* _Problem statement_:
Your copy should repeat the data that follows exactly and contain no image.

* _Provided information_:
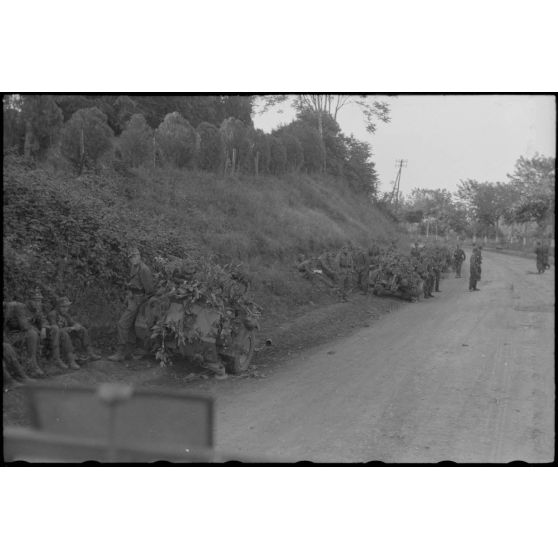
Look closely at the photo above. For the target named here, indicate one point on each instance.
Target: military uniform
(345, 269)
(458, 259)
(27, 322)
(362, 267)
(140, 287)
(12, 370)
(540, 253)
(474, 271)
(70, 332)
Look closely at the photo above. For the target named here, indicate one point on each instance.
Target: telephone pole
(394, 198)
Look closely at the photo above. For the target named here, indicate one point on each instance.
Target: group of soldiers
(27, 327)
(475, 267)
(387, 271)
(542, 252)
(56, 332)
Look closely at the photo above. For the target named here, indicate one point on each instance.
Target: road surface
(466, 376)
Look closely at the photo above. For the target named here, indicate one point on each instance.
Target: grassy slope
(265, 222)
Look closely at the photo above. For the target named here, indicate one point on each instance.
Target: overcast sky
(447, 138)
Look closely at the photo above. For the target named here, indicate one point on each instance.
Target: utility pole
(394, 198)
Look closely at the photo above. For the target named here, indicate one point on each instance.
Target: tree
(210, 152)
(85, 137)
(372, 110)
(278, 160)
(310, 141)
(436, 208)
(233, 133)
(533, 182)
(43, 120)
(487, 203)
(176, 140)
(262, 154)
(136, 141)
(359, 168)
(293, 151)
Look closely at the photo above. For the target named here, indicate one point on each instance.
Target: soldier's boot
(57, 361)
(120, 354)
(34, 370)
(72, 360)
(92, 354)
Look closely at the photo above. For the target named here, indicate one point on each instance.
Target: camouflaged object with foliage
(205, 284)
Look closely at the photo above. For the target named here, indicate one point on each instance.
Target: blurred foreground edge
(115, 423)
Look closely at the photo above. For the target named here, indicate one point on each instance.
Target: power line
(394, 198)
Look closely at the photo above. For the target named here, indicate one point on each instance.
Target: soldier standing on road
(415, 251)
(474, 270)
(458, 259)
(140, 287)
(539, 251)
(546, 250)
(70, 330)
(345, 268)
(362, 267)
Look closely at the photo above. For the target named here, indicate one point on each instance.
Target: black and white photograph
(279, 278)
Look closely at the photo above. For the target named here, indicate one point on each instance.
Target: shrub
(261, 151)
(86, 137)
(278, 160)
(176, 139)
(136, 141)
(294, 152)
(210, 153)
(43, 120)
(233, 133)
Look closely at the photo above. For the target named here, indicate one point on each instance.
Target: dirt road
(467, 377)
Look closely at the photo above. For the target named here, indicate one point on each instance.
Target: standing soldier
(474, 270)
(458, 259)
(345, 269)
(546, 250)
(437, 266)
(70, 330)
(540, 256)
(415, 250)
(362, 267)
(140, 287)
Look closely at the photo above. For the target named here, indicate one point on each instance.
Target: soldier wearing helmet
(70, 332)
(140, 287)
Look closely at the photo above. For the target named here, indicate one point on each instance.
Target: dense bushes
(136, 142)
(210, 153)
(68, 235)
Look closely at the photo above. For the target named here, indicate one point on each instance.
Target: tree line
(488, 208)
(210, 133)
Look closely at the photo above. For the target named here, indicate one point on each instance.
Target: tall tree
(85, 137)
(487, 202)
(43, 121)
(534, 184)
(325, 104)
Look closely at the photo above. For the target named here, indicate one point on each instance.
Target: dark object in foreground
(113, 423)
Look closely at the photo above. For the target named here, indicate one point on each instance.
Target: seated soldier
(13, 372)
(70, 330)
(28, 321)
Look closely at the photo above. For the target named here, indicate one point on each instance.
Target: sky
(448, 138)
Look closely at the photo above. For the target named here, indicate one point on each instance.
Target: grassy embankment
(67, 234)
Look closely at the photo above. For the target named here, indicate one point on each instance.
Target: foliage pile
(204, 283)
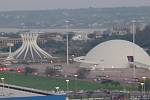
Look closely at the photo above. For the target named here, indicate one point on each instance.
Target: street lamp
(57, 89)
(67, 39)
(144, 83)
(133, 40)
(75, 82)
(67, 81)
(2, 79)
(142, 86)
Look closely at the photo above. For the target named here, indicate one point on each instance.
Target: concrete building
(115, 54)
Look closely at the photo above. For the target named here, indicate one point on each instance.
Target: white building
(115, 54)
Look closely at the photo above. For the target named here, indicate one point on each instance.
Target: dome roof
(116, 54)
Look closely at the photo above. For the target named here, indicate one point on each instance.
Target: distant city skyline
(10, 5)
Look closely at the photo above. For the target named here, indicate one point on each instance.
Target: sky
(7, 5)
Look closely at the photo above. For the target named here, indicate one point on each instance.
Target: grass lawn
(47, 83)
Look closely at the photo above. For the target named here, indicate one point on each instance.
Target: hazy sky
(54, 4)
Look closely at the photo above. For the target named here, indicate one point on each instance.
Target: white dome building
(115, 54)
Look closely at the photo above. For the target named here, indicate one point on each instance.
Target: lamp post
(133, 40)
(2, 79)
(67, 39)
(75, 82)
(144, 84)
(67, 81)
(57, 89)
(142, 87)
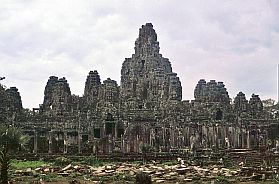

* _Result of this task_:
Look closely at the photo above. For the target named here, indicate one point on each instance.
Target: military uniform
(345, 269)
(458, 259)
(27, 322)
(362, 267)
(140, 287)
(12, 370)
(540, 253)
(474, 271)
(70, 332)
Look closely at the photo above. For the target named here, indicate one point on each instance.
Target: telephone pole
(394, 198)
Look closely at the photo above. For the target named here, indicate one point on each instance.
Target: group of soldiers
(27, 327)
(475, 267)
(387, 271)
(542, 252)
(56, 332)
Look closely at the photo above. For the target named here, indicate one point on each instance.
Target: road surface
(466, 376)
Look closely at the photo above. For the target named here, indicate one point on each instance.
Target: grassy slope
(265, 222)
Look closely at the photo above. For the target named here, indicate one point on each instance.
Target: overcast sky
(447, 138)
Look closely at the photo above. For the target named here, indicate one point on each instance.
Target: utility pole
(394, 198)
Look closely at the photo above. For the target named here, indicate one point on each instance.
Target: tree
(210, 152)
(85, 137)
(372, 110)
(278, 160)
(310, 141)
(436, 208)
(233, 133)
(533, 182)
(43, 120)
(487, 203)
(176, 140)
(262, 154)
(136, 141)
(359, 168)
(293, 151)
Look closely at the photo above. For the target named here, indicate one point on each instance.
Target: soldier's boot
(57, 361)
(120, 354)
(34, 370)
(72, 360)
(92, 354)
Look closely at the photo above. For the target named here, indicate one point on each instance.
Target: camouflaged object with foliage
(205, 284)
Look closely at the photo above. For the target named here, indicate one point on each instance.
Target: blurred foreground edge
(115, 423)
Look closely at the photo above. For the target named here, indicate one point on each instance.
Target: power line
(394, 198)
Look closely at the photo above. For the target named here, indicate one point on each instance.
Target: soldier standing on road
(415, 251)
(474, 270)
(458, 259)
(140, 287)
(539, 251)
(546, 250)
(70, 330)
(345, 268)
(362, 267)
Look closely at the photo above. For the target named here, indicate one point on each instance.
Target: black and white photograph
(279, 278)
Look closely at the photo above. For the target named here, indicate one point on each instance.
Target: shrub
(261, 151)
(86, 137)
(278, 160)
(176, 139)
(136, 141)
(294, 152)
(210, 153)
(43, 120)
(233, 133)
Look closely at the photo above. For the target named here, indicate one point on each instance.
Target: dirt road
(467, 377)
Look closely at the photo above. For the target named here, indicate one point on each instance.
Target: standing soldier
(474, 270)
(458, 259)
(345, 269)
(546, 250)
(437, 266)
(70, 330)
(540, 256)
(415, 250)
(362, 267)
(140, 287)
Look closely at the photo above. For the target named here, indicate one point on each instance.
Target: soldier wearing helmet
(70, 332)
(140, 287)
Look closely at the photo above. For the target named here, indicate one point on each instance.
Target: dense bushes
(136, 142)
(210, 153)
(68, 235)
Look closely at the photo above. For the target named here, indicate one point on each instance.
Target: tree line
(488, 208)
(210, 133)
Look closely at the photo above. For the target named here, indicate one point on each instance.
Target: tall tree
(85, 137)
(487, 202)
(43, 121)
(534, 184)
(325, 104)
Look closely at the photo above. For the target named here, indicate one point on each instance.
Target: dark object in foreground
(113, 423)
Look closely at the photo above. For the target named here, indicate one point on each instance.
Target: seated soldier
(13, 372)
(70, 330)
(28, 321)
Look closely at the photo above. For the target named here, indicate one point on each instance.
Target: sky
(448, 138)
Look closely at the photo above. For the target named here, indicate one point on each instance.
Target: grassy embankment
(67, 234)
Look closely at the photo above. For the target named here, indicate one point on each instance.
Target: foliage pile
(204, 283)
Look closely at the photo above. For the target named here, indicate one point on each instance.
Target: street lamp
(57, 89)
(67, 39)
(144, 83)
(133, 40)
(75, 82)
(67, 81)
(2, 79)
(142, 86)
Look closely at the photo above. For the target named here, indicate one point on each instance.
Target: concrete building
(115, 54)
Look closely at the photo above. For the target named here, indicate one point on each instance.
Target: white building
(115, 54)
Look closely at the photo above. For the target named here, indicate one point on each instance.
Target: dome roof
(116, 54)
Look closely at the photo above. For the target named here, indicate one point on each instance.
Target: distant city skyline
(10, 5)
Look closely at the photo above. For the target named here, indicate one point on each instance.
Target: sky
(7, 5)
Look closely at the photo above. For the target named here, indicate one point on each instance.
Target: grass lawn
(47, 83)
Look closely at the photo above. For the target named here, indicate one point on each instance.
Target: hazy sky
(54, 4)
Look closely at the photo above. For the target named here, indicate one point on each instance.
Target: white dome building
(115, 54)
Look closely at the photo above. For the target named here, indicate one point on each instance.
Target: lamp post
(133, 40)
(2, 79)
(67, 39)
(75, 82)
(144, 84)
(67, 81)
(57, 89)
(142, 87)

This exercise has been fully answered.